------ Sección del documento ------

En términos audiovisuales, la técnica ha sido bautizada como found footage, pietaje o grabaciones encontradas sobre las cuales se construye una o varias historias. Se han hecho películas y documentales a partir del found footage, mucha bazofia pero también ejemplos paradigmáticos como The Blair Witch Project (1999), cinta estadounidense de bajísimo presupuesto y robusta imaginación de Daniel Myrick y Eduardo Sánchez. La ficción parte del material amateur supuestamente filmado por tres jóvenes, en 1994, que seguían los pasos de la bruja de Blair, en Maryland. Los jóvenes desaparecieron y el material es la película con sus enigmas.

En esa cuerda se mueve Archivo 81, que pasó tarde en la noche por Multivisión. Entre los productores, James Wan, un fanático del terror, presidente de la compañía Atomic Monster, a quien, por cierto, Netflix dejó colgado de la brocha, con la saga de esta miniserie. De ahí la duda sobre su final.  La realizadora principal, Rebecca Sonneshine domina los entresijos de la narrativa fantástica y el thriller sicológico, aun cuando se presenten vacíos en el desarrollo argumental que nada tienen que ver con la inesperada cancelación de la segunda temporada, sino más bien con inconsistencias en el flujo dramático.

Es pura y dura narración enmarcada la que nos coloca al joven restaurador del Museo de la Imagen de Nueva York, Dan Turner (Mamadou Athie), delante de las cintas de VHS filmadas por Melody Penras en 1994, en el edificio Visser, bajo el pretexto de investigar para una tesis de grado, cuando en realidad quiere saber el destino de su madre. Las cintas apenas sobrevivieron al incendio del edificio. Un empresario nada transparente, Virgil Davenport (Martin Donovan), encarga a Dan restaurar el material.

------

Ejercicios
1 – Reproduce el pasaje de la reseña sobre Archivo 81 que empieza con "Es pura y dura" y llega hasta "restaurar el material.".
2 – Prolonga la reseña sobre Archivo 81 a partir de su última oración.
Las líneas que vienen a continuación son un material aparte.

------ Filas de datos ------

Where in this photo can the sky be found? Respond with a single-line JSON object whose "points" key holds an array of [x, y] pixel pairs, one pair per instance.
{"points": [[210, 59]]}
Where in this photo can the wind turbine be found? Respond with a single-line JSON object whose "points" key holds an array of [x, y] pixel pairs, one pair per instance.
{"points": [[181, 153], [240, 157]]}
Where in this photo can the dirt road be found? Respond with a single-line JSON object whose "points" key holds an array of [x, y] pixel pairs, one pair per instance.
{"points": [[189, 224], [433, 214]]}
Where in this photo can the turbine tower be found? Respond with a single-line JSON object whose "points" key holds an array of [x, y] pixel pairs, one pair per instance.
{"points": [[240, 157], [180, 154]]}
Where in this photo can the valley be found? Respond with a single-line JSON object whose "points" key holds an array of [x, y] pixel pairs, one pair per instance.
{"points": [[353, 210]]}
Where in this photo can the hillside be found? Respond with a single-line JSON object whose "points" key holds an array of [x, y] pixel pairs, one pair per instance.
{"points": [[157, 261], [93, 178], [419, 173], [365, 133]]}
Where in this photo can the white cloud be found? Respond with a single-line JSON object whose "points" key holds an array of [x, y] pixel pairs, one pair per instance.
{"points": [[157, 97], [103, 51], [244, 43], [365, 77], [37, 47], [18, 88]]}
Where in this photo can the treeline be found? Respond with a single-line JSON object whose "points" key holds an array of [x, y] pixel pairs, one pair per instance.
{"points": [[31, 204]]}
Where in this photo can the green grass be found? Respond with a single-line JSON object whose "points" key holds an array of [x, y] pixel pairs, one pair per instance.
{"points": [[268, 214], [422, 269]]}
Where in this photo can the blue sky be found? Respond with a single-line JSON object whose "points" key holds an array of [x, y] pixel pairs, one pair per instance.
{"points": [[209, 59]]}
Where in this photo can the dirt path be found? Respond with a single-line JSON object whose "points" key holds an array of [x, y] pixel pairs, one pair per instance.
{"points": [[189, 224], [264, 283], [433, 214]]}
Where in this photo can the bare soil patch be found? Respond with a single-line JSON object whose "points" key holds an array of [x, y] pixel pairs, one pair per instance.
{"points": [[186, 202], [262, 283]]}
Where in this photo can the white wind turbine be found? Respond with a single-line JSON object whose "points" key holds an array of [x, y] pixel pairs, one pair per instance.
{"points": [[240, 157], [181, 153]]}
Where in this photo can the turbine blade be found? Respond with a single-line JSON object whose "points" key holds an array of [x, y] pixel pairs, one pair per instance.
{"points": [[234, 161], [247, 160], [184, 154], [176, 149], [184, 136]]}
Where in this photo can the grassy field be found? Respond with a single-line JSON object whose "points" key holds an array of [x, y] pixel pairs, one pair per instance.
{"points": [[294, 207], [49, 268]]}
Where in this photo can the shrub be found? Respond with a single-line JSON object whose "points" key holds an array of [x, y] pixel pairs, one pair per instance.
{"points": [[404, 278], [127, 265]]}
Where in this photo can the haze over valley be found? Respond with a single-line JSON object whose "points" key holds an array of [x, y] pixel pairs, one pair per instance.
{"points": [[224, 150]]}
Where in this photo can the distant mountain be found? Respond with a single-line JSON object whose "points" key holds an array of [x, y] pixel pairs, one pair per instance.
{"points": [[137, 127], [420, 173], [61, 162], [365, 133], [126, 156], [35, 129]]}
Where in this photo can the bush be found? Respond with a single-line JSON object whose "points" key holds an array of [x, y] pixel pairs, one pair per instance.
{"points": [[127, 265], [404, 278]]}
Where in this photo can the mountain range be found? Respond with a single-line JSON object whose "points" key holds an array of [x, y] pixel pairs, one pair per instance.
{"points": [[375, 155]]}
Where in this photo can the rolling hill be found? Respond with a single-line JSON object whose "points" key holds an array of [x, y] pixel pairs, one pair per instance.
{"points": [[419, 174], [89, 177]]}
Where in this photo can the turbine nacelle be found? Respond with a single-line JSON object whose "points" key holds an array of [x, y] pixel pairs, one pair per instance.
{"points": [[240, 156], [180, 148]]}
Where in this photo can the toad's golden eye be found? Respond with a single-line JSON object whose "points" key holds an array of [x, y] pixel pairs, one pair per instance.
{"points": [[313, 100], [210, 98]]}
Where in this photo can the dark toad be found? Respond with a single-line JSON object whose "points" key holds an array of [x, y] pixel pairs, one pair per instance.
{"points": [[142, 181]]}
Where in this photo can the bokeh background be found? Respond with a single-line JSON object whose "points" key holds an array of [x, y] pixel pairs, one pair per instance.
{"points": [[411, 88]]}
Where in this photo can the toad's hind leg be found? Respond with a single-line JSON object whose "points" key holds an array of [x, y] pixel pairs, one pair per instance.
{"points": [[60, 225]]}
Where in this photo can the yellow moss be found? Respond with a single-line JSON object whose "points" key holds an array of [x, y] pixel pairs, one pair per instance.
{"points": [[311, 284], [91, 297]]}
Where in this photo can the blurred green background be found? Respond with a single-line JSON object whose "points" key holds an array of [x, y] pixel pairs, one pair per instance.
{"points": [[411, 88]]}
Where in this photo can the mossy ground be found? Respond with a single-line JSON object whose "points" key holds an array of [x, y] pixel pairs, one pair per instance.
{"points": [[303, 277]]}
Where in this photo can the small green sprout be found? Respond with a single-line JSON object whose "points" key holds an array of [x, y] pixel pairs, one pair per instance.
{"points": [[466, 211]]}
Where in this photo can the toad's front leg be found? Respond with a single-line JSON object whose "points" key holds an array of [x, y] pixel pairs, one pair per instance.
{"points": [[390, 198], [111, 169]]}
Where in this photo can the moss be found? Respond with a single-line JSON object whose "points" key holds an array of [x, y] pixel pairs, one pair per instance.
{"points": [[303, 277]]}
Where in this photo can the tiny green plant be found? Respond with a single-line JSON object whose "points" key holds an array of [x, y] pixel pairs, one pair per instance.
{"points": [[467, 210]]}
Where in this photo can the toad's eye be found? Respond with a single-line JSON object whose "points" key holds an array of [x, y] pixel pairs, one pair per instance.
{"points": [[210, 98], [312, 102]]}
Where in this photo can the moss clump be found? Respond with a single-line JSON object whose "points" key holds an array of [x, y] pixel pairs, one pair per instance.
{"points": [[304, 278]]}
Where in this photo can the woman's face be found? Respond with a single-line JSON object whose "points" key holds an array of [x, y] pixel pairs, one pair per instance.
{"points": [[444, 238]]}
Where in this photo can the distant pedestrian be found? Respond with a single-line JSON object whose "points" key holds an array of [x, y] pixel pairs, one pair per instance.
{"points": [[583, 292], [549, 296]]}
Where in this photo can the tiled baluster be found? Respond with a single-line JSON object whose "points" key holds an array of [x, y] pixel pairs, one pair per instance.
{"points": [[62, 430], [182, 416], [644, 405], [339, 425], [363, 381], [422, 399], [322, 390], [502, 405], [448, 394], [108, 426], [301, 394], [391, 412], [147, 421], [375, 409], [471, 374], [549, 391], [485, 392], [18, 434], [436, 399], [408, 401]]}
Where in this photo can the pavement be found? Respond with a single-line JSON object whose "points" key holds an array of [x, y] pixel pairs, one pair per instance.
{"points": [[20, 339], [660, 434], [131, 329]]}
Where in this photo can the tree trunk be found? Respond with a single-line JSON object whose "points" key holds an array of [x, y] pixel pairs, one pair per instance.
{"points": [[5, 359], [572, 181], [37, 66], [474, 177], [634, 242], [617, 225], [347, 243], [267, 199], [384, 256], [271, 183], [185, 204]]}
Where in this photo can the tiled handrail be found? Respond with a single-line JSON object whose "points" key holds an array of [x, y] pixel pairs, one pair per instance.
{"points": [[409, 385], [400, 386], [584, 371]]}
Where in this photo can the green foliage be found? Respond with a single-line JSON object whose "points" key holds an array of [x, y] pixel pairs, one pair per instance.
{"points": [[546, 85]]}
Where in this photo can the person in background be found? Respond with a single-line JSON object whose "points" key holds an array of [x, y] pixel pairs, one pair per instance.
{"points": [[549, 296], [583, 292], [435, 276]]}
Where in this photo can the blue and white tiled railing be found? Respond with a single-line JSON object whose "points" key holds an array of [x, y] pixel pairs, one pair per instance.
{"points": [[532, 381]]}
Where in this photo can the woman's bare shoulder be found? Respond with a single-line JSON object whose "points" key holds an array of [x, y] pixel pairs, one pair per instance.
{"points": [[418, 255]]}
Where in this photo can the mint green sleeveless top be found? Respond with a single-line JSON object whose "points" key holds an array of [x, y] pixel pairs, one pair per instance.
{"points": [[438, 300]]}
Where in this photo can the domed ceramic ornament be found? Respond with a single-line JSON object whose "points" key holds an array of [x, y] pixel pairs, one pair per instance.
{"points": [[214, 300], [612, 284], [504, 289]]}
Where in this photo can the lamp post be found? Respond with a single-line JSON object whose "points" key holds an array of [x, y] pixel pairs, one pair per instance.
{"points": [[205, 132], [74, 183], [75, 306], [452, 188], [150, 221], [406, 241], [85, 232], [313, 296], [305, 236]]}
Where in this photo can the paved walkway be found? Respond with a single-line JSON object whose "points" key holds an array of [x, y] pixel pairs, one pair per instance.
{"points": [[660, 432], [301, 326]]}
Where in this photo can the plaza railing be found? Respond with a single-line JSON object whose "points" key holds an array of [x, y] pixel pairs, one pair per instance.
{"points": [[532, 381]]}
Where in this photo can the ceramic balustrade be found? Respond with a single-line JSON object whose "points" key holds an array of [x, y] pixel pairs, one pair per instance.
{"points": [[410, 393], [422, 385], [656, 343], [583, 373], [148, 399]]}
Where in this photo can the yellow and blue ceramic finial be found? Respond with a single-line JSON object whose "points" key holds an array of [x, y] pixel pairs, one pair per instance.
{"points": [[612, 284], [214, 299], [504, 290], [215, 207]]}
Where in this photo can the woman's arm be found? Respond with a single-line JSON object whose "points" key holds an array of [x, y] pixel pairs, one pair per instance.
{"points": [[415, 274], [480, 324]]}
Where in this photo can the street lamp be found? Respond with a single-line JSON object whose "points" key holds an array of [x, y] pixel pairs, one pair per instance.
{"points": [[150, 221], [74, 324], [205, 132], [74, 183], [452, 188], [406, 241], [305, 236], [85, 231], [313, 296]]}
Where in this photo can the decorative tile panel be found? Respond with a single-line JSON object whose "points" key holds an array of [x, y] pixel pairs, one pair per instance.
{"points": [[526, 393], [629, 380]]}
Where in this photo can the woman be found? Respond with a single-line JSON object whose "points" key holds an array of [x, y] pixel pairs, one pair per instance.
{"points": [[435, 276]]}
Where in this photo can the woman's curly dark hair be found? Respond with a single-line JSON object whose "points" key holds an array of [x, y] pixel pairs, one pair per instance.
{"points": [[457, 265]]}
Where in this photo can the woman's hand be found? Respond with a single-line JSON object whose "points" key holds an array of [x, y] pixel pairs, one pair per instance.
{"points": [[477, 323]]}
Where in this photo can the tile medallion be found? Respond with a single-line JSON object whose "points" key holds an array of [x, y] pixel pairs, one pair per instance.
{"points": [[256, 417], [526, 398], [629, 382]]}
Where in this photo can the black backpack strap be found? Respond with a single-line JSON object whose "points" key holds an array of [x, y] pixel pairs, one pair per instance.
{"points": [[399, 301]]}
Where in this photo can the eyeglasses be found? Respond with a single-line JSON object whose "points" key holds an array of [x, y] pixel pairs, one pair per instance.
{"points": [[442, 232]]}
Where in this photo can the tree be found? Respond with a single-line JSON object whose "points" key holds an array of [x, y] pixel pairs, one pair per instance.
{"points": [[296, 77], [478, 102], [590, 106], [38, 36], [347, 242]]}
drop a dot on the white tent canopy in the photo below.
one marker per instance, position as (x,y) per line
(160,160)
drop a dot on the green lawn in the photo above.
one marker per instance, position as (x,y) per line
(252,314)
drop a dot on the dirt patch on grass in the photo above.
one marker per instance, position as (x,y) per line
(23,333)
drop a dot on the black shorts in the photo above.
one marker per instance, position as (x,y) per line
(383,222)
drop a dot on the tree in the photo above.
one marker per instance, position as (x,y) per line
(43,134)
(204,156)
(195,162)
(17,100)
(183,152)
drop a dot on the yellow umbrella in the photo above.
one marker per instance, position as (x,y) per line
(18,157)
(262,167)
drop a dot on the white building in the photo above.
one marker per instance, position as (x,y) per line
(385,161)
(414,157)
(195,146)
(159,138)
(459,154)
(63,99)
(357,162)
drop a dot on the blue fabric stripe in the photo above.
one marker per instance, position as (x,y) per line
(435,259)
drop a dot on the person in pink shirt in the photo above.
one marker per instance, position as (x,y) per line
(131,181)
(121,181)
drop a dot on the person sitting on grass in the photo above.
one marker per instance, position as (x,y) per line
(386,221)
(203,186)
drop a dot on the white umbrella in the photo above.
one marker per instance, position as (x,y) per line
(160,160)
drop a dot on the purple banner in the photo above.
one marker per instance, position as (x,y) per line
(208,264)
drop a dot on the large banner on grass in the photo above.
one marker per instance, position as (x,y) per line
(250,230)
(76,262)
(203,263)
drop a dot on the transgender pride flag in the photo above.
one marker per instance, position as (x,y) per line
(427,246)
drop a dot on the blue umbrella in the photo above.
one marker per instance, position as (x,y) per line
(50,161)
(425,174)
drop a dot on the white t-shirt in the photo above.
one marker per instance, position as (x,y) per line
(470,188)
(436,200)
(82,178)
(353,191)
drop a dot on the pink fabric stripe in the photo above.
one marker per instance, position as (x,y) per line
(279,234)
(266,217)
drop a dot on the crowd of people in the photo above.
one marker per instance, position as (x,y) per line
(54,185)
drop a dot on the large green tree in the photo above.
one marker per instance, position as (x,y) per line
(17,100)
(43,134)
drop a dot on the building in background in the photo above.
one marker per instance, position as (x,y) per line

------

Respuestas finales
1 –
Es pura y dura narración enmarcada la que nos coloca al joven restaurador del Museo de la Imagen de Nueva York, Dan Turner (Mamadou Athie), delante de las cintas de VHS filmadas por Melody Penras en 1994, en el edificio Visser, bajo el pretexto de investigar para una tesis de grado, cuando en realidad quiere saber el destino de su madre. Las cintas apenas sobrevivieron al incendio del edificio. Un empresario nada transparente, Virgil Davenport (Martin Donovan), encarga a Dan restaurar el material.

2 –
Se suceden, entonces, ocultamientos y especulaciones, el péndulo entre el más acá y el más allá, una variedad de personajes en el que nadie es quien dice o aparenta ser; y saltos temporales entre 1994 y la actualidad, que acercan a Dan y Melody, mientras la verdad se escurre entre los dedos.

Como quiera que nada de esto explica lo sucedido, Sonneshine y los guionistas dedican un capítulo completo a rastrear el origen de las cosas en 1924, con lo que se da un tiro de gracia al encanto de los imprevistos saltos en el tiempo; mientras que a Melody le ponen de contrafigura a una amiga pintora, y a Dan, un realizador de podcast que no le pierde pie ni pisada. Una y otro intentan balancear la racionalidad de una historia a la que no  hace falta pensamiento racional.

Algo incitador queda de Archivo 81: el deseo de redescubrir a Horace P. Lovecraft, maestro  de la narrativa estadounidense de horror y misterio. El Kaelego de la miniserie es pariente directo del Cthulhu.